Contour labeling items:

::::::::

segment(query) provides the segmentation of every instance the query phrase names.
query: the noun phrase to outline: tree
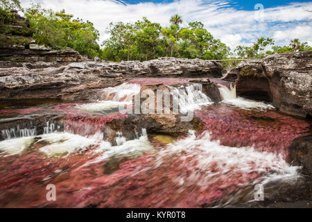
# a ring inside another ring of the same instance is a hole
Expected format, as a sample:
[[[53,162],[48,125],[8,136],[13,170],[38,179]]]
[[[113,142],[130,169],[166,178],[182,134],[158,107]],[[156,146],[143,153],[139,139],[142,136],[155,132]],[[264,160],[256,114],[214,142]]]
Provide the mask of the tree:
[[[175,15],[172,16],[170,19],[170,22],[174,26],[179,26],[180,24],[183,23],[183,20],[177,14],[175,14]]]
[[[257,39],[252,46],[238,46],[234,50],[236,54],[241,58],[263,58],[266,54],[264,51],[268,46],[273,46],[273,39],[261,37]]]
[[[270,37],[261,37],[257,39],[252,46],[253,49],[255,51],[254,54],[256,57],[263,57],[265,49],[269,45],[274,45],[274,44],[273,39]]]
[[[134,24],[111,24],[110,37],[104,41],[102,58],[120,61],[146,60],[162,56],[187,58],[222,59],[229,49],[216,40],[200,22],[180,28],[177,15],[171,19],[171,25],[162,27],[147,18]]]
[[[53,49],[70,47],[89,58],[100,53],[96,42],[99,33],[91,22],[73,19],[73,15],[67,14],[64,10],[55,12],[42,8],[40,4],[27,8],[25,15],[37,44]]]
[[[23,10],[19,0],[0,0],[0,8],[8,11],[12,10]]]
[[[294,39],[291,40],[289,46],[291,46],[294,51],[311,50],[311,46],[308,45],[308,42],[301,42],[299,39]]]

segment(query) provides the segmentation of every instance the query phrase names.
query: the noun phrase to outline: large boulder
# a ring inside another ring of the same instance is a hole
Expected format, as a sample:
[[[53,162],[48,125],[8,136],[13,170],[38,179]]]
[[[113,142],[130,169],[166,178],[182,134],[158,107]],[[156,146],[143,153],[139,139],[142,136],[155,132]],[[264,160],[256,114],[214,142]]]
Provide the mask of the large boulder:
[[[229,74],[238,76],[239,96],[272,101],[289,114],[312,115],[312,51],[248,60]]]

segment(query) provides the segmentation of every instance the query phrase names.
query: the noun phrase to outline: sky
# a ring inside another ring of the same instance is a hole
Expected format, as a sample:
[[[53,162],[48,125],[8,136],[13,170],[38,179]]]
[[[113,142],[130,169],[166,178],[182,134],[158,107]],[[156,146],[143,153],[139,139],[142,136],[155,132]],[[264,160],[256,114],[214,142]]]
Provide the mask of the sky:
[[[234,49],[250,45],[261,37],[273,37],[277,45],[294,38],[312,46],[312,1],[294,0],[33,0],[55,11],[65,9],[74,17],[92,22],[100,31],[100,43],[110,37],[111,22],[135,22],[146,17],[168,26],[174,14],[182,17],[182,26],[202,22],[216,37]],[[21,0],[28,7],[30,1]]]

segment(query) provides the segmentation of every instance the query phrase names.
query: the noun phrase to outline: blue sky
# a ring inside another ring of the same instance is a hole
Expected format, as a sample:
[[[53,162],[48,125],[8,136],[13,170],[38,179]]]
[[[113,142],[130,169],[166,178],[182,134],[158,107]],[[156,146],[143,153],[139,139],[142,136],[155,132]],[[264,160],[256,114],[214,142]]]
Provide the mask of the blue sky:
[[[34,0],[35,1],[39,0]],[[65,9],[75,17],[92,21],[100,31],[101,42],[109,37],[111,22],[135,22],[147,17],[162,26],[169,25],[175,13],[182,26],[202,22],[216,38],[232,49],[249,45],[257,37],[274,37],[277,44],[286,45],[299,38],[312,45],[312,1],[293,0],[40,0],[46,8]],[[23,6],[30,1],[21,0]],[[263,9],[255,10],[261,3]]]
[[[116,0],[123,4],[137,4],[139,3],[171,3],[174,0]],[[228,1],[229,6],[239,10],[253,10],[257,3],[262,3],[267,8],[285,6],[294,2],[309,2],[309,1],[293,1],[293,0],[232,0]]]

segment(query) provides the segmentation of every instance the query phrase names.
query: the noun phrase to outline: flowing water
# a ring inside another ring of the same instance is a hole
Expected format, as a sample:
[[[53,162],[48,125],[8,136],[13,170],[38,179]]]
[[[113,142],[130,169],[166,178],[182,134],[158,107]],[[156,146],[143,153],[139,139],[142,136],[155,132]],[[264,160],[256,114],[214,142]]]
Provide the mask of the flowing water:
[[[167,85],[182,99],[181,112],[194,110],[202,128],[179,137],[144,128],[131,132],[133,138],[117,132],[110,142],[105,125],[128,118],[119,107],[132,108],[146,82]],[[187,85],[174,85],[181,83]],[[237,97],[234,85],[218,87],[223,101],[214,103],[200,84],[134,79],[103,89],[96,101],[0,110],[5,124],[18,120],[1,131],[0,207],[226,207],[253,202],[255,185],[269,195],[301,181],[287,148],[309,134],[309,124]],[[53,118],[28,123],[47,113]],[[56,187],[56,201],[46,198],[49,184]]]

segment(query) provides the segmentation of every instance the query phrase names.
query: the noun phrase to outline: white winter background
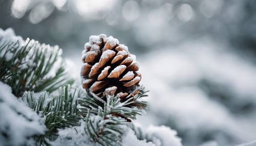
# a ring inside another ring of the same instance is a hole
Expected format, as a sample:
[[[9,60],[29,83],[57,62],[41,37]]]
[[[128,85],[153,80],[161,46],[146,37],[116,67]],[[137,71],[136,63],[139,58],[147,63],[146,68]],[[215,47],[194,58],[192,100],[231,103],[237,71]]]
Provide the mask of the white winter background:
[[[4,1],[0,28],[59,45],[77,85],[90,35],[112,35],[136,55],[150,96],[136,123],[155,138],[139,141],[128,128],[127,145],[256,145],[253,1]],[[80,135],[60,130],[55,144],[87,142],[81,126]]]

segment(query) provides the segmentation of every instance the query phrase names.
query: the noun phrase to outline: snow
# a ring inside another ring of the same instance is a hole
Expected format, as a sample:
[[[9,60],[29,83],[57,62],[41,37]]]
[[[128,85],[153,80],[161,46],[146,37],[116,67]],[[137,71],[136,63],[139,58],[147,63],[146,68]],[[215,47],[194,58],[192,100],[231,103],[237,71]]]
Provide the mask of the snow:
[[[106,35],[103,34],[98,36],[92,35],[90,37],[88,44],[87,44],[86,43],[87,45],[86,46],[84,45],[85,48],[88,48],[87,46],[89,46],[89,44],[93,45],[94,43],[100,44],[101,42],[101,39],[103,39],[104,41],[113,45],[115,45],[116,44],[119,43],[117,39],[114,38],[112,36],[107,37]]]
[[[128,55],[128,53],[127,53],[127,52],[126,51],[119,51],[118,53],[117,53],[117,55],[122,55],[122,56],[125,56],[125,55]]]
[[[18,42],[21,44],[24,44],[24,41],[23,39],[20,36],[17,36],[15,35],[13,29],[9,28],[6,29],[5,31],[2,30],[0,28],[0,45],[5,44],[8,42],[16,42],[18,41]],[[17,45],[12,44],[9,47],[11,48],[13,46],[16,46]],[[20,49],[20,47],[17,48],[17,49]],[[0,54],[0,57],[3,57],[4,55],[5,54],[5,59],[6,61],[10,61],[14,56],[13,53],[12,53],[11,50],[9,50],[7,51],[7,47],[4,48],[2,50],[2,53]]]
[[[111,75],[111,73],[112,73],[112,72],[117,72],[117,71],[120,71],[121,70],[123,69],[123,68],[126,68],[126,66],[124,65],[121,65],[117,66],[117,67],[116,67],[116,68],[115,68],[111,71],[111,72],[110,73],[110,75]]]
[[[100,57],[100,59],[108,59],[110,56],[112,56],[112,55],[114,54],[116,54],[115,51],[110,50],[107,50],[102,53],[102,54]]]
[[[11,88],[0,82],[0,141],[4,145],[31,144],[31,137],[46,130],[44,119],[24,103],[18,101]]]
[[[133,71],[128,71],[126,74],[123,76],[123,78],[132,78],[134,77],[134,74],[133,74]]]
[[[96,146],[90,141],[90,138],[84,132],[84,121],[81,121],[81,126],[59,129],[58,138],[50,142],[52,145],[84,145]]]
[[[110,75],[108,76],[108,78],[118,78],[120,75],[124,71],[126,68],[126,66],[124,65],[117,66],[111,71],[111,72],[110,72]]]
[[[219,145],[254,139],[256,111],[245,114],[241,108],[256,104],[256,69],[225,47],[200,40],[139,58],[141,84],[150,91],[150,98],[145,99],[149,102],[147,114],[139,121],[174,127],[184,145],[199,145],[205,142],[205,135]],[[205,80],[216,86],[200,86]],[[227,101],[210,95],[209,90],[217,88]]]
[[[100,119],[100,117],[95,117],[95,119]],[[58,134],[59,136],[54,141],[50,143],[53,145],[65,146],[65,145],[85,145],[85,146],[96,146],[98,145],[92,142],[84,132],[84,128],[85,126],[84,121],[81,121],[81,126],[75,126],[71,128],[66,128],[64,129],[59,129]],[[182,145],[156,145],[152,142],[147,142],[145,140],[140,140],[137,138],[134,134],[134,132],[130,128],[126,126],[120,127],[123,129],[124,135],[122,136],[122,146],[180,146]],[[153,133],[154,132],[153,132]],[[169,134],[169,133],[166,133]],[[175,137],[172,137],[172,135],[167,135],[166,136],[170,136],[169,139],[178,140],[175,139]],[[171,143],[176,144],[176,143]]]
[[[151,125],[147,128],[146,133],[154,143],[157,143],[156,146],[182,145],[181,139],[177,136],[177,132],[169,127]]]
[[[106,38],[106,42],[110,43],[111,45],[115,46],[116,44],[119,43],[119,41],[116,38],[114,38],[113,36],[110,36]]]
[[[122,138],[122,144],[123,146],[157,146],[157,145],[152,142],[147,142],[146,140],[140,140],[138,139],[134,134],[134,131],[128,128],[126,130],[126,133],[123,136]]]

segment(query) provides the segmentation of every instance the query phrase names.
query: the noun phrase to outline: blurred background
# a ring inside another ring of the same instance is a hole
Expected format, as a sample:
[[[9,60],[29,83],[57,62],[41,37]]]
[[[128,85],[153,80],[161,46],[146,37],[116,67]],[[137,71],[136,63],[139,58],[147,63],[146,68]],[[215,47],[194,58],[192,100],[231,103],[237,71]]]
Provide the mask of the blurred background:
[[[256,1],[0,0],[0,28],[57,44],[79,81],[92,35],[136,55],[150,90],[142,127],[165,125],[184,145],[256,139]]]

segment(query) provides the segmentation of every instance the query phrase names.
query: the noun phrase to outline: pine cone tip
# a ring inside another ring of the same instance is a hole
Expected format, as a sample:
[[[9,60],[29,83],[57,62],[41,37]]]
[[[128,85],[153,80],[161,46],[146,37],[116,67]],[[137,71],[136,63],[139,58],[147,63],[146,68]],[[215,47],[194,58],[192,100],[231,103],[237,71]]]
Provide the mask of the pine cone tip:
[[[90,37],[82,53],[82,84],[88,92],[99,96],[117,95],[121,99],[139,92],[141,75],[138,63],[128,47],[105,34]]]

::::::::

◆ **What is being asked**:
How many lines in the listing above contain the string "tree"? Reply with the number alone.

◆ **Answer to this exercise**:
2